Document passage.
☆ ☆ ☆

IPF has been used to create agent populations in various spatial ABMs, such as those for disaster management and recovery [46], though it is most commonly used in urban and transportation modeling. However, in the context of spatial ABMs for infectious disease spread, there are few dedicated population synthesis methods or studies utilizing well-established techniques such as IPF [17,47]. This is likely because ABMs take significant time to develop and are often designed for specific objectives, such as understanding the impact of policy guidelines and health behaviors on infectious disease dynamics [42–44,48], proposing general or behavioral frameworks for epidemiological models [45,46,49–53], or forecasting disease transmission [54,55]. This gap is particularly significant as these models are valuable for informing policy, yet generating populations with detailed individual characteristics and health behaviors often remains overlooked, despite their critical role in influencing disease transmission. To our knowledge, no specific synthetic population generation method for spatial ABMs of disease spread has yet been developed to capture both individual attitudes and initial adoption of protective behaviors, along with the spatial heterogeneities in these characteristics. Therefore, there is a need for a flexible synthetic population generation approach that realistically initializes agent populations with attitudes, beliefs, perceptions and initial adoption of protective behaviors, as well their spatial distributions. By proposing a targeted population synthesis method that derives these individual attributes from public health surveys, this approach can be adapted for various public health applications, including infectious diseases, smoking, and other health challenges, across different scales and locations.

☆ ☆ ☆

Tasks and exercises.
• A. Answer these from the population synthesis passage:
(i) In which fields is IPF most commonly used?
(ii) From what source does the proposed method derive individual attributes?
(iii) Besides infectious diseases, which public health applications does the passage name for the approach?
• B. According to the population synthesis passage, why are there likely few dedicated population synthesis methods for spatial ABMs of infectious disease spread?

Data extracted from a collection
☆ ☆ ☆

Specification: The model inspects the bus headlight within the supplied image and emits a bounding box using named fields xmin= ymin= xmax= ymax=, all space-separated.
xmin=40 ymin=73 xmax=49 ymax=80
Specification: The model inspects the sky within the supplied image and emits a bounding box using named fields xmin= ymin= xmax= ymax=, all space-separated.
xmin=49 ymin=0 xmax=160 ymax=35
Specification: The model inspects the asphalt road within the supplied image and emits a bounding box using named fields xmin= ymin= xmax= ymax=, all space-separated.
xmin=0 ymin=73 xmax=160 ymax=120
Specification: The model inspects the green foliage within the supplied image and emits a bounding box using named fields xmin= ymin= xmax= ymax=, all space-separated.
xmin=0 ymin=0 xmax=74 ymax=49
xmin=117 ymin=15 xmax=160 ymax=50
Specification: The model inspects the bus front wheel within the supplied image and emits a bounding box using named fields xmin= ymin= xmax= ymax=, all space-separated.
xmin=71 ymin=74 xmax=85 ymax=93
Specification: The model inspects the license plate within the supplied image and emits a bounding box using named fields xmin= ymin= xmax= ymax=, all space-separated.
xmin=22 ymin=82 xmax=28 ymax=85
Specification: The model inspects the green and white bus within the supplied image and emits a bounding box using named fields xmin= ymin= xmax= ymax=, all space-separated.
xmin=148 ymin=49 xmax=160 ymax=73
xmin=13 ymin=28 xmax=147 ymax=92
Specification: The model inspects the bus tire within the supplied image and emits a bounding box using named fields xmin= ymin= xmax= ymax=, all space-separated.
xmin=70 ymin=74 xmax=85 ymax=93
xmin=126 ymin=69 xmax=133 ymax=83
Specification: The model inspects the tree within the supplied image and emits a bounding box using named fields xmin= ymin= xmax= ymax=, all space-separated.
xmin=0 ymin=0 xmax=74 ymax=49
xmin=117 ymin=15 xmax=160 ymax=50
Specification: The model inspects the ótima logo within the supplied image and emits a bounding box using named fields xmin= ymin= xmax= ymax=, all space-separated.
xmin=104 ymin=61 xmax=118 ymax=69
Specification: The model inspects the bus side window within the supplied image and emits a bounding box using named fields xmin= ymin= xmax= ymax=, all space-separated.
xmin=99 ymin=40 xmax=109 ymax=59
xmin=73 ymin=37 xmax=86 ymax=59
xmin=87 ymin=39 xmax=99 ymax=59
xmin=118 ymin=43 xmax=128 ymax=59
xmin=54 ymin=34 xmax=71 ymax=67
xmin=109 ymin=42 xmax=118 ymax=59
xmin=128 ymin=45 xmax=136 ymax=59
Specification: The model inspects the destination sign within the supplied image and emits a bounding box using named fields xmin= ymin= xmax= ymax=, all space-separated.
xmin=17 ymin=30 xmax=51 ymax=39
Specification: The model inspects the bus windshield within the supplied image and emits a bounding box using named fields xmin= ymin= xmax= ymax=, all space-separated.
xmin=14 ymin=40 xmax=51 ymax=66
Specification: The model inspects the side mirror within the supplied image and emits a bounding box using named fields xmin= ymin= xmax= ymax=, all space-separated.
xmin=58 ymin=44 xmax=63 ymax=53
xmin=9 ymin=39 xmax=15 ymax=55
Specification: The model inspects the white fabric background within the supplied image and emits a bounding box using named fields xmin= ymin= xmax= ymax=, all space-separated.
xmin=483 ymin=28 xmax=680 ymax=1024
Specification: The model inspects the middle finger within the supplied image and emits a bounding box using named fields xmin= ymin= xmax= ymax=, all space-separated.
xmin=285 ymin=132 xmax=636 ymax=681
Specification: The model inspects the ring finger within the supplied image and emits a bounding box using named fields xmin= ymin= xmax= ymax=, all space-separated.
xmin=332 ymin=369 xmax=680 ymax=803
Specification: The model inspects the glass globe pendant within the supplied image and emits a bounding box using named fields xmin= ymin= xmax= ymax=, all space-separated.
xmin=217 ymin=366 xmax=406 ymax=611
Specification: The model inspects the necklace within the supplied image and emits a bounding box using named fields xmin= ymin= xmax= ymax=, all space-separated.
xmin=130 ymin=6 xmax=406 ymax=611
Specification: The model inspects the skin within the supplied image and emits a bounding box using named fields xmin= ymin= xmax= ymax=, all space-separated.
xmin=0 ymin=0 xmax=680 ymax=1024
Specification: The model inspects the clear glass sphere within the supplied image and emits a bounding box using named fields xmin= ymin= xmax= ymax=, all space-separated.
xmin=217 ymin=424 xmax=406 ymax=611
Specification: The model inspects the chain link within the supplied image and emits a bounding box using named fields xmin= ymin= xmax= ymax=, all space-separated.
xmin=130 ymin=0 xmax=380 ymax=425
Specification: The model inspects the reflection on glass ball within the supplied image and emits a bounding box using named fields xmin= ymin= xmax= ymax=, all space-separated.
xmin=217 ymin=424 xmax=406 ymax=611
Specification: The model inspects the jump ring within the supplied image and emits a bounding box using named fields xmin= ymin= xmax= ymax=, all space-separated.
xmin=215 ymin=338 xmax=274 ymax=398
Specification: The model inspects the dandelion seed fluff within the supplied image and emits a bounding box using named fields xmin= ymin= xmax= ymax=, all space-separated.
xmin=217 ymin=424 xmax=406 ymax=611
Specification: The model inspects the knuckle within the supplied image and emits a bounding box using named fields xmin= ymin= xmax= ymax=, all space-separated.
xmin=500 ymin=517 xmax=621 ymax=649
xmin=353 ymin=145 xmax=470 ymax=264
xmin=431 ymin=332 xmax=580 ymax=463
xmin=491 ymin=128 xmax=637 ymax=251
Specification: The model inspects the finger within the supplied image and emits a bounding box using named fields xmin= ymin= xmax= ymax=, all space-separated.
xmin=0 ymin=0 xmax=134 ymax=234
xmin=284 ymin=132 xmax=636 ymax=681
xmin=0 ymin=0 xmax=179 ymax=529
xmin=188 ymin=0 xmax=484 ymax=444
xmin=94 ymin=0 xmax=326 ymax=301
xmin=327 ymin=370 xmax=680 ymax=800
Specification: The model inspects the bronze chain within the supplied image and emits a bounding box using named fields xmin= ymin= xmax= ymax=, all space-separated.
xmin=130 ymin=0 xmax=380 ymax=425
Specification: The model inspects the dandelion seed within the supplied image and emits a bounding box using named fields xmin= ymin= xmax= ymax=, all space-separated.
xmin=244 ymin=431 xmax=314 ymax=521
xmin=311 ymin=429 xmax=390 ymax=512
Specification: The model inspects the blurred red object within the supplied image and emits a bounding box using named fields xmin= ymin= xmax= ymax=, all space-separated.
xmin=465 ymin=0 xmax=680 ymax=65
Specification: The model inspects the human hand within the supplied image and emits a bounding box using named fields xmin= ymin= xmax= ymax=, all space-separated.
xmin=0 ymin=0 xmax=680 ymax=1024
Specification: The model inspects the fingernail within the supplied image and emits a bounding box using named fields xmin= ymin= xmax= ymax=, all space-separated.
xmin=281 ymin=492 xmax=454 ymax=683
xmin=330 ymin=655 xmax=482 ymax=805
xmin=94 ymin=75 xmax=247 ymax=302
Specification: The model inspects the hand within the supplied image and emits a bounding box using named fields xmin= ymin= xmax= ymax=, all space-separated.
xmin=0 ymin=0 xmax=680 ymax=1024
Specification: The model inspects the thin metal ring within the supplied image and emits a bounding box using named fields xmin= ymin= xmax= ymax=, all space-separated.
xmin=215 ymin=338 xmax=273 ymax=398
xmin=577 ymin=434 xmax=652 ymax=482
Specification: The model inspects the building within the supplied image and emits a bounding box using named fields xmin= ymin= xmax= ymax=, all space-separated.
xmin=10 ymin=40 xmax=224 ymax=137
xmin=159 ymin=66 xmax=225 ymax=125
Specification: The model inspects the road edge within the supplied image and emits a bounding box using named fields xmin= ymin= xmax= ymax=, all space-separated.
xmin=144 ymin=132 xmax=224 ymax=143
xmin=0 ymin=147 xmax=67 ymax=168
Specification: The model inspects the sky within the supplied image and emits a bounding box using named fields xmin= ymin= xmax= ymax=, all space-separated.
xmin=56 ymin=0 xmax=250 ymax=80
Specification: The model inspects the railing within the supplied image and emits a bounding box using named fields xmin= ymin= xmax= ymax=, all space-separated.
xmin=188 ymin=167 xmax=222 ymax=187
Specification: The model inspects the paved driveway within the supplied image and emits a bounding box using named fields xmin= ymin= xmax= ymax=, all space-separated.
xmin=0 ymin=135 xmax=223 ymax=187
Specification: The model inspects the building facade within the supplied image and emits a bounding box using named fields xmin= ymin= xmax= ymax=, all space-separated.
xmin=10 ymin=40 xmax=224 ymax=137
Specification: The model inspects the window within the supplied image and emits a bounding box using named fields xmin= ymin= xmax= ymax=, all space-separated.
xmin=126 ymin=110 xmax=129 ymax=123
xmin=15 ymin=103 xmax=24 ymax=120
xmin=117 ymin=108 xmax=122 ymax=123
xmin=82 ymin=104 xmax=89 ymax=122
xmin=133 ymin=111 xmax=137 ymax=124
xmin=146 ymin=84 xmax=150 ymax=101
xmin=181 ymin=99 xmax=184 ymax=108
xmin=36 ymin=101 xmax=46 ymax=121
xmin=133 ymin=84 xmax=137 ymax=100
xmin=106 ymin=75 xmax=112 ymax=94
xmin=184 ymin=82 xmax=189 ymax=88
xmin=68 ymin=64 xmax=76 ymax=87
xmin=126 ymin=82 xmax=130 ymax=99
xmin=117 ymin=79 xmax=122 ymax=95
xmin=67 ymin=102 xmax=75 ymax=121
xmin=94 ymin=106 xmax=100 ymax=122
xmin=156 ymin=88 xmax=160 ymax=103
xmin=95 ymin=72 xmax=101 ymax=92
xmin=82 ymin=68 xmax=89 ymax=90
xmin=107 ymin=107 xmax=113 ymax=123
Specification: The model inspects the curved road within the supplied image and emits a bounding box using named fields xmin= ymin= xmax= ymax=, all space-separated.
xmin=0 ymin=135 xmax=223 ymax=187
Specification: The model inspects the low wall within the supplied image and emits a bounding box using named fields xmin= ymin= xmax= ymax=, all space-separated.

☆ ☆ ☆

Answers by item.
• A.
(i) Urban and transportation modeling.
(ii) Public health surveys.
(iii) Smoking and other health challenges.

• B. ABMs take significant time to develop and are often designed for specific objectives. These include understanding how policy guidelines and health behaviors affect infectious disease dynamics, proposing general or behavioral frameworks for epidemiological models, and forecasting disease transmission.